How clean is my robot?
The past decade has changed our daily activities in such a way that we cannot imagine a life without the convenience of an iPhone, DVR, digital camera or our other favorite electronic gadgets. All the images, music and video created by and stored on these gadgets generate tremendous demand for data storage.
Studies show that with the increased speed and convenience of file transfer, the average consumer stores these memory intensive files in at least two locations demanding even greater capacity. Industry data also suggests that consumers will purchase at least two hard drives in 10 years, so demand for manufacturing storage devices and memory is growing exponentially.
So, what do you need to know about cleanroom robots and equipment to service this market? How are they different from traditional robots? What about certification, maintenance and those pesky particles?
As the name implies, cleanrooms control the level of particle contamination present that can potentially degrade the products being manufactured. Cleanrooms are classified according to the number and size of the particles permitted per volume of air.
For example, a Class 10 cleanroom denotes that no more than ten particles of 0.5 µm or larger and zero particles of 5.0 or larger are permitted per square foot of air. Contaminants can be generated by people, process, facilities and equipment. In order to control contaminants that are invisible to the human eye, the manufacturing cell and in many cases the entire room must be controlled. Robots used in this environment must meet stringent clean room certification requirements to prevent them for acting as a source of contamination.
Sealing the robot
How do cleanroom robots differ from their standard counterparts? Much of the hardware used in a cleanroom robot is the same as any other robot with the important exception of a combination of sealed covers to prevent particles from escaping the robot, stainless steel hardware, proper non-gassing lubricants and vacuum to evacuate any internally generated particles.
“Robots designed for clean room processes have special considerations for harnesses. From a design standpoint the harness can be a serious particulate generator and a major design challenge for clean applications,” said Scott Klimczak president of CHAD Industries, a pioneer in the area of wafer and substrate handling WLP I (Wafer Level Packaging) applications. “Understanding the harness requirements and how the robot design will integrate a harness should always be stressed in the robot selection.”
As a matter of practice, materials prone to particle generation are substituted or coated to eliminate the potential for contamination of the manufacturing area and ultimately the components being processed. Depending on your application, cleanroom robots can be linear, SCARA, six-Axis or delta type robots but they all must meet strict cleanroom certifications.

→ **Required work**: According to the cleanroom robot article, why are materials prone to particle generation substituted or coated? Answer in one to three sentences. The rows that follow aren't needed for anything here.

Extracted data entries
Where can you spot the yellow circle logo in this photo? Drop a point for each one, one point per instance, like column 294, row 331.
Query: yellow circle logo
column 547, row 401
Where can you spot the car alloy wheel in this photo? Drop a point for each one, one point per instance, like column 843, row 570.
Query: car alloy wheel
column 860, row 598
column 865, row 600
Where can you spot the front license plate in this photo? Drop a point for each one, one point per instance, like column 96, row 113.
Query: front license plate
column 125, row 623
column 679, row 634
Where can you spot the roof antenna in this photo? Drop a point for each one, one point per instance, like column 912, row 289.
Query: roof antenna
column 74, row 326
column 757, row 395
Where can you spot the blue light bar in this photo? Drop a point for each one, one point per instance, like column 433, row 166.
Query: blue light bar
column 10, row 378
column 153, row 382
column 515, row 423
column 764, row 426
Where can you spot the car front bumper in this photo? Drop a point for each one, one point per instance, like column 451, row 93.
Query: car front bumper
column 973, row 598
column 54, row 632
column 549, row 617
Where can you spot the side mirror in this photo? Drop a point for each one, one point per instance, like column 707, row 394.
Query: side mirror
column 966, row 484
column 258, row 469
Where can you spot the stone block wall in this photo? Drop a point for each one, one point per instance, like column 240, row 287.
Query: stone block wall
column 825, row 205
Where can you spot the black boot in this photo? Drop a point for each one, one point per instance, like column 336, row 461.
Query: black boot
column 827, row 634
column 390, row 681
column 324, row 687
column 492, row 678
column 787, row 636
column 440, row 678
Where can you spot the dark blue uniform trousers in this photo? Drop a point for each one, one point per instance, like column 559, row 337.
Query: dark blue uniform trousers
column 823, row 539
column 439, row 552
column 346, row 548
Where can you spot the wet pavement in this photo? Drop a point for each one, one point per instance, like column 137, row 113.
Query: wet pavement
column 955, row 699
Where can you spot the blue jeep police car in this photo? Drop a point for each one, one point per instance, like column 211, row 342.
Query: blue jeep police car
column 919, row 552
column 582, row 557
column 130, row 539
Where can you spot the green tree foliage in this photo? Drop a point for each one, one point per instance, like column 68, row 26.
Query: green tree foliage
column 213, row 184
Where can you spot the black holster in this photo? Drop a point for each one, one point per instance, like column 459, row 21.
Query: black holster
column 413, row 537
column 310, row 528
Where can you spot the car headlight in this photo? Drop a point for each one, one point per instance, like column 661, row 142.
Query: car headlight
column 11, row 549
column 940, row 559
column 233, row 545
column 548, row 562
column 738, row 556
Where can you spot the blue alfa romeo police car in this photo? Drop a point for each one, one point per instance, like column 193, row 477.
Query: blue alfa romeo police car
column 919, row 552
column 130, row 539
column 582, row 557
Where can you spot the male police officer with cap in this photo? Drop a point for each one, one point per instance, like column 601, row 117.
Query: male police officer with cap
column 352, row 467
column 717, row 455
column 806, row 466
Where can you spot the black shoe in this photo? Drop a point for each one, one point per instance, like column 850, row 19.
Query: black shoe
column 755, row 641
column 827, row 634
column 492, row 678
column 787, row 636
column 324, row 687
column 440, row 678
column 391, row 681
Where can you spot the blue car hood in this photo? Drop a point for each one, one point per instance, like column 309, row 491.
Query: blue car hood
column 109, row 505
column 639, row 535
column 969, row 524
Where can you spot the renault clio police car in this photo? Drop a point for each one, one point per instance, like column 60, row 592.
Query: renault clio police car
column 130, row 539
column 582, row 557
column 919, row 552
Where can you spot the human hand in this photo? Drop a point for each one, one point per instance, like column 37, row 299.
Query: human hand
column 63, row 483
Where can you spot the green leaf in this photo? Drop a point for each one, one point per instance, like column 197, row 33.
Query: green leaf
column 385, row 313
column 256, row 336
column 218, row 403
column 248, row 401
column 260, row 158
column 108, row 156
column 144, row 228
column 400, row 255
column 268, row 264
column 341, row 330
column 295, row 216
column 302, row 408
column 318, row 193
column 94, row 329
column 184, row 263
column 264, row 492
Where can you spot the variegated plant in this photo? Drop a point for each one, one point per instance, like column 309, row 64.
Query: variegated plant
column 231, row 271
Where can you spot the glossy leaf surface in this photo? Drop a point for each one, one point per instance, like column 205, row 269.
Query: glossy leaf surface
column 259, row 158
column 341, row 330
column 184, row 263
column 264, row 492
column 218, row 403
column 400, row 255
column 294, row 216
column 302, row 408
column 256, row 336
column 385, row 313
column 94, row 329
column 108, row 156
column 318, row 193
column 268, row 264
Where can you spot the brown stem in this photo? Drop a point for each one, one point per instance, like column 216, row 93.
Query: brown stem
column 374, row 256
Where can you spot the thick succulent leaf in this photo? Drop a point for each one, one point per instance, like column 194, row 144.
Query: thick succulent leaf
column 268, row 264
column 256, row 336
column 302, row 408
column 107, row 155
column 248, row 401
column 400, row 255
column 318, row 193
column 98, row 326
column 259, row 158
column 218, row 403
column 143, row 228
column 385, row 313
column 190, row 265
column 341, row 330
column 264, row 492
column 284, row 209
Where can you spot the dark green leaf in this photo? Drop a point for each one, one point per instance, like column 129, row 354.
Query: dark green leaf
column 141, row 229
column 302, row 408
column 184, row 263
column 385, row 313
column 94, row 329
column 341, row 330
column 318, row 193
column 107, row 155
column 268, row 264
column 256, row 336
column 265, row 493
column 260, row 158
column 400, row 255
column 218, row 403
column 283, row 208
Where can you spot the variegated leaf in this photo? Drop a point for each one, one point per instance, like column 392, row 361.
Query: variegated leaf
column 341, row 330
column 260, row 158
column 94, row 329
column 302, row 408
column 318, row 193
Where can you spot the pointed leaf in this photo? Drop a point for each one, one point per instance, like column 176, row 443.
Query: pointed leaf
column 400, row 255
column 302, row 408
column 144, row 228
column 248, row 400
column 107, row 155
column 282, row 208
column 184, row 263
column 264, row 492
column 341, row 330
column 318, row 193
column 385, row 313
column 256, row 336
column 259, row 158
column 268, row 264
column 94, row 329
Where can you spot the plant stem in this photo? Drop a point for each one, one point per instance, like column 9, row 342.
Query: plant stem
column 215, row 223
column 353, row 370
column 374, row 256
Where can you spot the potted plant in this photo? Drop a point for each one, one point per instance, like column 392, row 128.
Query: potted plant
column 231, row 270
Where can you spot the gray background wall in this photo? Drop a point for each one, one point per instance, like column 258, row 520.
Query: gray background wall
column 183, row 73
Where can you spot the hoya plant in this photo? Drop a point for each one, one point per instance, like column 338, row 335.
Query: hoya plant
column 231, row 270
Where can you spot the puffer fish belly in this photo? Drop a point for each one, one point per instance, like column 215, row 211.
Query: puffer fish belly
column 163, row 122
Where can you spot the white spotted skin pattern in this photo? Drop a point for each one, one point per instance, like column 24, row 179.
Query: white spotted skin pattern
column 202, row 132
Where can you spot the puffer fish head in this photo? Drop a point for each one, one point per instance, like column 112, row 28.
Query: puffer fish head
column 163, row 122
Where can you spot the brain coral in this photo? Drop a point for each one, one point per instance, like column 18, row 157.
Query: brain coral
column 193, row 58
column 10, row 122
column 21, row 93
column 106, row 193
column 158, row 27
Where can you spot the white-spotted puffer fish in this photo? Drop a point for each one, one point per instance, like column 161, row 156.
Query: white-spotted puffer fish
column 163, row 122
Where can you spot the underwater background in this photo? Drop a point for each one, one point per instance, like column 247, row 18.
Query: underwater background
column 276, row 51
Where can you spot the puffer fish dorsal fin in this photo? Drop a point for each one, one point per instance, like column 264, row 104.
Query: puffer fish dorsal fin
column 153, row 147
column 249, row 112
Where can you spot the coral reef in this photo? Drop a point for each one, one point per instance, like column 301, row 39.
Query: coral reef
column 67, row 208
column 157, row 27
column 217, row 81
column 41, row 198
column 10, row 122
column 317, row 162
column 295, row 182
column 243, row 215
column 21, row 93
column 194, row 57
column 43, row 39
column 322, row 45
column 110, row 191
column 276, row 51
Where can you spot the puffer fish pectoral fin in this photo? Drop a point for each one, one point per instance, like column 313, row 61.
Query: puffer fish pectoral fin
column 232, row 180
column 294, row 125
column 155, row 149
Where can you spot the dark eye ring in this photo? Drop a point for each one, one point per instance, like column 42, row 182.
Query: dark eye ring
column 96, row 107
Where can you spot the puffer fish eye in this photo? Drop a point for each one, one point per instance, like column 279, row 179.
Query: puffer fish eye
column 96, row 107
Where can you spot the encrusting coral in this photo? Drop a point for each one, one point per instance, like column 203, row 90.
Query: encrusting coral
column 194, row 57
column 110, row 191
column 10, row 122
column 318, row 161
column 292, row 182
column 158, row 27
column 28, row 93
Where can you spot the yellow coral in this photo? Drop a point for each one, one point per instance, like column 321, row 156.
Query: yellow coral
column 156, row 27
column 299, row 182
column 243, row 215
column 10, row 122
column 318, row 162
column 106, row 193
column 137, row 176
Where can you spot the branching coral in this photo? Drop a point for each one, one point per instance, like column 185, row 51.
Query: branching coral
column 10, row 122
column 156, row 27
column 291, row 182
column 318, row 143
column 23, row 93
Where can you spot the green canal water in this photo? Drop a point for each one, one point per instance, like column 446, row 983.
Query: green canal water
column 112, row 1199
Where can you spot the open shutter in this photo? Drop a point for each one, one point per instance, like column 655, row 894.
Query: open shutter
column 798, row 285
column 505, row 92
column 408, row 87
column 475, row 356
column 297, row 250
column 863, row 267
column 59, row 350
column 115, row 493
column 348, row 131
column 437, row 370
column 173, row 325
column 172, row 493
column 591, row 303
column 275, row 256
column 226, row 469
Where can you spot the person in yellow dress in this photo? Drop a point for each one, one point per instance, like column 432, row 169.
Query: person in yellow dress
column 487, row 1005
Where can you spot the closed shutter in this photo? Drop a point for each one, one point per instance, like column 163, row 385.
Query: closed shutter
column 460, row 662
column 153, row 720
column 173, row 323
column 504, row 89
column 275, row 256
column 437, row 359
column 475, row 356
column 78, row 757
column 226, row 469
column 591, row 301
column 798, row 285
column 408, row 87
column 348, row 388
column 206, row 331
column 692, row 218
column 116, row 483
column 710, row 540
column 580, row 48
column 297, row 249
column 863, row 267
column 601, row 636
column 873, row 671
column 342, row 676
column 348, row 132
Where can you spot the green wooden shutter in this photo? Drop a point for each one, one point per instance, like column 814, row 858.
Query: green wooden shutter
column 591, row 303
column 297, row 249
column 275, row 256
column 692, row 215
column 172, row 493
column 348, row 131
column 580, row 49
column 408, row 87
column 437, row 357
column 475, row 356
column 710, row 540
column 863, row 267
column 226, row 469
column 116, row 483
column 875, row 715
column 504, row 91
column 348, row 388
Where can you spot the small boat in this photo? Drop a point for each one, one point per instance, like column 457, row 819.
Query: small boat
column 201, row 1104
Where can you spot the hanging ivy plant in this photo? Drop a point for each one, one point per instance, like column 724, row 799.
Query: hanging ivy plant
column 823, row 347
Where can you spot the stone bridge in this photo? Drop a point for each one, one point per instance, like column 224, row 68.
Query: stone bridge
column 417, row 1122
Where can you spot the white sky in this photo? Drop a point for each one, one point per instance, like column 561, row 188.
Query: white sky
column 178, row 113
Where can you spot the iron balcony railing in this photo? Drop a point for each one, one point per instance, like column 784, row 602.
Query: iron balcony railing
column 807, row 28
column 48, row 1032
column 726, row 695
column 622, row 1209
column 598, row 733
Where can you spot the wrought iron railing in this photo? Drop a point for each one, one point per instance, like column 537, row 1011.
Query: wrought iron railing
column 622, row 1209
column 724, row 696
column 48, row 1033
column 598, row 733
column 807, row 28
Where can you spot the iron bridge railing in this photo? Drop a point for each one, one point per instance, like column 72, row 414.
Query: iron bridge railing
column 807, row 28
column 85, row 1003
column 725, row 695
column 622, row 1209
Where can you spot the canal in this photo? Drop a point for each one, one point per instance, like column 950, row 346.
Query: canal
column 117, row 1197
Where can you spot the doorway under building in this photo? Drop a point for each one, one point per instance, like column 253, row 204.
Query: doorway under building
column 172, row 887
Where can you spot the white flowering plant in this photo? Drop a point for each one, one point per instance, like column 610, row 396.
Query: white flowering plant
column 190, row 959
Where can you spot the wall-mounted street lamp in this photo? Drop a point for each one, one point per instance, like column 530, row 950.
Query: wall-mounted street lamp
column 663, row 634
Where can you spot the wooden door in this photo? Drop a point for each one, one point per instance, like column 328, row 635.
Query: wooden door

→ **Result for this task**: They are substituted or coated to eliminate the potential for contamination of the manufacturing area. That, in turn, protects the components being processed from contamination.